**WHAT IS EXPECTED:** Once more, print the records exactly as given.

**TASK INPUTS:**
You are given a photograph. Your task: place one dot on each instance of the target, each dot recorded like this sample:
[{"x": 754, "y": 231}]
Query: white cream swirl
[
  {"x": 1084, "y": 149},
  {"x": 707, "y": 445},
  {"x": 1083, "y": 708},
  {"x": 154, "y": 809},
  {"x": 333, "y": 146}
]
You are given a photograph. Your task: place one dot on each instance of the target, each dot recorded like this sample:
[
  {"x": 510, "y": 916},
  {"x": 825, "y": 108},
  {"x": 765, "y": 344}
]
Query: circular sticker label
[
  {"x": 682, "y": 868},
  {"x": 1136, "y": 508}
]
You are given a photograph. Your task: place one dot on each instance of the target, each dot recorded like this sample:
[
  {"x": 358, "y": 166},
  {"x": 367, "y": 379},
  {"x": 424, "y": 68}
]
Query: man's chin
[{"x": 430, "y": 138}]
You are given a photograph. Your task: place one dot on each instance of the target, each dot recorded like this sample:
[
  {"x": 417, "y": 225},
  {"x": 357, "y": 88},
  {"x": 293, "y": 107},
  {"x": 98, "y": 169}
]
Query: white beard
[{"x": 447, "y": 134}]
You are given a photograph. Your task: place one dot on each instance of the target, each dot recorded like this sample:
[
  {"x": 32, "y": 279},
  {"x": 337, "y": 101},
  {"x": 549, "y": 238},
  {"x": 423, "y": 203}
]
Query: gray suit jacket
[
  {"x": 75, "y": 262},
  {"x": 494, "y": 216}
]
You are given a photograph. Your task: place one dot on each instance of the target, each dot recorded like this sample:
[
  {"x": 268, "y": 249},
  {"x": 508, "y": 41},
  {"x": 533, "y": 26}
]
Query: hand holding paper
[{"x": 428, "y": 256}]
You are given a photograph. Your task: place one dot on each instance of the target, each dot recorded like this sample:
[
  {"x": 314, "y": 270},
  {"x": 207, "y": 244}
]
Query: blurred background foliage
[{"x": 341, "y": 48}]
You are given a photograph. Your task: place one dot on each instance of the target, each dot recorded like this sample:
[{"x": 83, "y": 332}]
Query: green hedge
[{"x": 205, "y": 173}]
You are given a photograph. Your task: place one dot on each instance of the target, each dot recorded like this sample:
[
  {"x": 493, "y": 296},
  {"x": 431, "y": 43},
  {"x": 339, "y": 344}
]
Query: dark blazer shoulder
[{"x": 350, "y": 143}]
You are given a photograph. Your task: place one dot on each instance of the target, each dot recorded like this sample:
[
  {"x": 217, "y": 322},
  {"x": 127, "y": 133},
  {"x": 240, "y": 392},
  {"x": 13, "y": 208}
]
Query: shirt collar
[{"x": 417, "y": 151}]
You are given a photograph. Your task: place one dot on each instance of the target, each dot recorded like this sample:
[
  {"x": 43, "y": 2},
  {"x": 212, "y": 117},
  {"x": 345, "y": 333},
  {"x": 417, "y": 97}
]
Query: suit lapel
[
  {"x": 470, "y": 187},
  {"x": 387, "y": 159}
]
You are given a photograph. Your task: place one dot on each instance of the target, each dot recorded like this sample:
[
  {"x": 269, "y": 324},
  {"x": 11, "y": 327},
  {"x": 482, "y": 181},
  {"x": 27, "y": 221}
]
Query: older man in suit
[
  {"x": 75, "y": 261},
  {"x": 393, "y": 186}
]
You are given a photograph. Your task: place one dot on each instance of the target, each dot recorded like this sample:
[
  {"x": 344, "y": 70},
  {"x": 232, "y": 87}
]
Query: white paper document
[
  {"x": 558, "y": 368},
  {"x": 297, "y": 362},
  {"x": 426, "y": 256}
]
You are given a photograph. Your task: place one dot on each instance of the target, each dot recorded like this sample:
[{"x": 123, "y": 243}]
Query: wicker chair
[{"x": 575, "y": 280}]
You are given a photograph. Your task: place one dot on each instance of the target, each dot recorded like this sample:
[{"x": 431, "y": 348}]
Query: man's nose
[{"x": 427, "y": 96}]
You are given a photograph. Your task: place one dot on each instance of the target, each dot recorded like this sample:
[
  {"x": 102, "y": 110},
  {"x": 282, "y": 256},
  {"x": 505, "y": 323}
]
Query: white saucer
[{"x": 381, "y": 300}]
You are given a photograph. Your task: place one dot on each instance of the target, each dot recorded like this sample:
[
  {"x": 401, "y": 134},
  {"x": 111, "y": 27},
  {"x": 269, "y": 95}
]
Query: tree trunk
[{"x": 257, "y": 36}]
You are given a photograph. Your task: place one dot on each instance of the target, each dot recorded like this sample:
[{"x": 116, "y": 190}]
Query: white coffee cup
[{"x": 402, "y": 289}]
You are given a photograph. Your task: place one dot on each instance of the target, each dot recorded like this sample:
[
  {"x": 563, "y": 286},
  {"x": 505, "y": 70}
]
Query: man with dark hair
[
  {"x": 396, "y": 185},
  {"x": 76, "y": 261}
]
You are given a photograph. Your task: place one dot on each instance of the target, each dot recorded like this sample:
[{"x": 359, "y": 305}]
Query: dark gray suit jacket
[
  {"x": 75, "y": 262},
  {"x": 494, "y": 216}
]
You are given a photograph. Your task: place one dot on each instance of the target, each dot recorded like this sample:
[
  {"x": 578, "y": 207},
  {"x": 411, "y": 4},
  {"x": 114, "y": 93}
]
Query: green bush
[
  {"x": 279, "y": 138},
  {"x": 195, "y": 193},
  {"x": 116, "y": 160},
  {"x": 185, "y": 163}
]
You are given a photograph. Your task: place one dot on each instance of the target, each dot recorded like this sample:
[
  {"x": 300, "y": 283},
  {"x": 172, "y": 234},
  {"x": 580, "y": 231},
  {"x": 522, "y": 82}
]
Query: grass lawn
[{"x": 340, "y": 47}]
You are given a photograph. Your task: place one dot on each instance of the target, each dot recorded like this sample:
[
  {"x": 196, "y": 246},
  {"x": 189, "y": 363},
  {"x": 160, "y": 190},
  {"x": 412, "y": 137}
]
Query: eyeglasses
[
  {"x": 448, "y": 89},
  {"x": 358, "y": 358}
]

**EXERCISE SOLUTION:**
You are given a photograph. Your task: place one dot on each instance of the target, each dot recorded like this sample:
[{"x": 754, "y": 231}]
Query: white cream swirl
[
  {"x": 1084, "y": 149},
  {"x": 707, "y": 445},
  {"x": 1083, "y": 708},
  {"x": 154, "y": 809},
  {"x": 333, "y": 146}
]
You are given a photograph. Your task: place one dot on each instance of the target, each dot recorded like this sample:
[
  {"x": 510, "y": 916},
  {"x": 825, "y": 108},
  {"x": 765, "y": 344}
]
Query: circular sticker label
[
  {"x": 682, "y": 868},
  {"x": 1136, "y": 508}
]
You are given a photograph. Your task: place one dot on each instance of the target, each dot recorded like this sample:
[
  {"x": 358, "y": 166},
  {"x": 367, "y": 379},
  {"x": 424, "y": 68}
]
Query: man's chin
[{"x": 430, "y": 138}]
You are given a photograph. Your task: place one dot on each instance of the target, each dot recorded like this sample:
[
  {"x": 417, "y": 225},
  {"x": 357, "y": 88},
  {"x": 293, "y": 107},
  {"x": 98, "y": 169}
]
Query: white beard
[{"x": 447, "y": 134}]
You are given a photograph. Your task: place one dot on each instance of the target, each dot recorded like this sample:
[
  {"x": 32, "y": 279},
  {"x": 337, "y": 101},
  {"x": 549, "y": 238},
  {"x": 423, "y": 203}
]
Query: gray suit jacket
[
  {"x": 75, "y": 262},
  {"x": 494, "y": 216}
]
You are given a photograph. Your task: place one dot on each instance of the target, each dot recorded like this sample:
[
  {"x": 268, "y": 249},
  {"x": 508, "y": 41},
  {"x": 533, "y": 26}
]
Query: hand holding paper
[{"x": 428, "y": 256}]
You are given a photograph. Your task: place one dot on each instance of the target, each dot recorded like this sample:
[
  {"x": 314, "y": 270},
  {"x": 207, "y": 244}
]
Query: blurred background foliage
[{"x": 341, "y": 48}]
You are given a photograph. Your task: place one dot on each instance of the target, each dot recorded like this sample:
[{"x": 83, "y": 332}]
Query: green hedge
[{"x": 205, "y": 173}]
You are given a photograph. Your task: place one dot on each instance of the target, each dot recorded like this sample:
[
  {"x": 493, "y": 296},
  {"x": 431, "y": 43},
  {"x": 339, "y": 344}
]
Query: dark blazer shoulder
[{"x": 350, "y": 143}]
You are given a photograph. Your task: place one dot on each instance of the target, each dot recorded like this sample:
[
  {"x": 217, "y": 322},
  {"x": 127, "y": 133},
  {"x": 240, "y": 392},
  {"x": 13, "y": 208}
]
Query: shirt collar
[{"x": 417, "y": 151}]
You are given a photograph. Your task: place one dot on each instance of the target, each dot recorded like this sample:
[
  {"x": 43, "y": 2},
  {"x": 212, "y": 117},
  {"x": 345, "y": 333},
  {"x": 417, "y": 97}
]
Query: suit lapel
[
  {"x": 470, "y": 187},
  {"x": 387, "y": 159}
]
You are given a photograph. Your task: place one dot on each instance of the target, each dot recorded like this sample:
[
  {"x": 269, "y": 324},
  {"x": 11, "y": 327},
  {"x": 482, "y": 181},
  {"x": 27, "y": 221}
]
Query: older man in suit
[
  {"x": 75, "y": 261},
  {"x": 393, "y": 186}
]
You are given a photograph. Your task: place one dot on each instance of the target, each dot recorded like this sample:
[
  {"x": 344, "y": 70},
  {"x": 232, "y": 87}
]
Query: white paper document
[
  {"x": 558, "y": 368},
  {"x": 297, "y": 362},
  {"x": 426, "y": 256}
]
You are given a photograph. Your task: place one dot on each instance of the target, each dot recorded like this sample:
[{"x": 123, "y": 243}]
Query: wicker chair
[{"x": 575, "y": 280}]
You are given a photograph. Your task: place one dot on each instance of the target, each dot recorded like this sample:
[{"x": 431, "y": 348}]
Query: man's nose
[{"x": 427, "y": 96}]
You are given a photograph. Your task: place one dot on each instance of the target, each dot recorded like this sample:
[
  {"x": 102, "y": 110},
  {"x": 282, "y": 256},
  {"x": 505, "y": 323}
]
Query: white saucer
[{"x": 381, "y": 300}]
You are given a photograph. Your task: place one dot on each instance of the target, each dot recorded like this sample:
[
  {"x": 401, "y": 134},
  {"x": 111, "y": 27},
  {"x": 269, "y": 95}
]
Query: tree trunk
[{"x": 257, "y": 36}]
You are given a photograph. Your task: place one dot on each instance of the target, each dot recorded like this sample:
[{"x": 116, "y": 190}]
Query: white coffee cup
[{"x": 402, "y": 289}]
You are given a photograph. Your task: place one dot on each instance of the target, each dot recorded like this sample:
[
  {"x": 563, "y": 286},
  {"x": 505, "y": 70}
]
Query: man with dark hair
[
  {"x": 396, "y": 185},
  {"x": 76, "y": 261}
]
You are given a photograph. Your task: place one dot on each instance of the target, each dot recorded like this sample:
[{"x": 359, "y": 305}]
Query: dark gray suit jacket
[
  {"x": 75, "y": 262},
  {"x": 494, "y": 216}
]
You are given a photograph. Your task: place one dot on each instance of the target, each dot recorded like this sample:
[
  {"x": 578, "y": 207},
  {"x": 411, "y": 4},
  {"x": 114, "y": 93}
]
Query: green bush
[
  {"x": 279, "y": 138},
  {"x": 195, "y": 193},
  {"x": 116, "y": 160},
  {"x": 185, "y": 163}
]
You are given a photograph. Your task: place one dot on each instance of the target, each dot recorded like this sample:
[
  {"x": 300, "y": 283},
  {"x": 172, "y": 234},
  {"x": 580, "y": 231},
  {"x": 522, "y": 82}
]
Query: grass lawn
[{"x": 340, "y": 47}]
You are given a photograph. Your task: place one dot on each instance of the target, each dot recorded like this sample:
[
  {"x": 196, "y": 246},
  {"x": 189, "y": 363},
  {"x": 160, "y": 190},
  {"x": 412, "y": 137}
]
Query: eyeglasses
[
  {"x": 448, "y": 89},
  {"x": 358, "y": 358}
]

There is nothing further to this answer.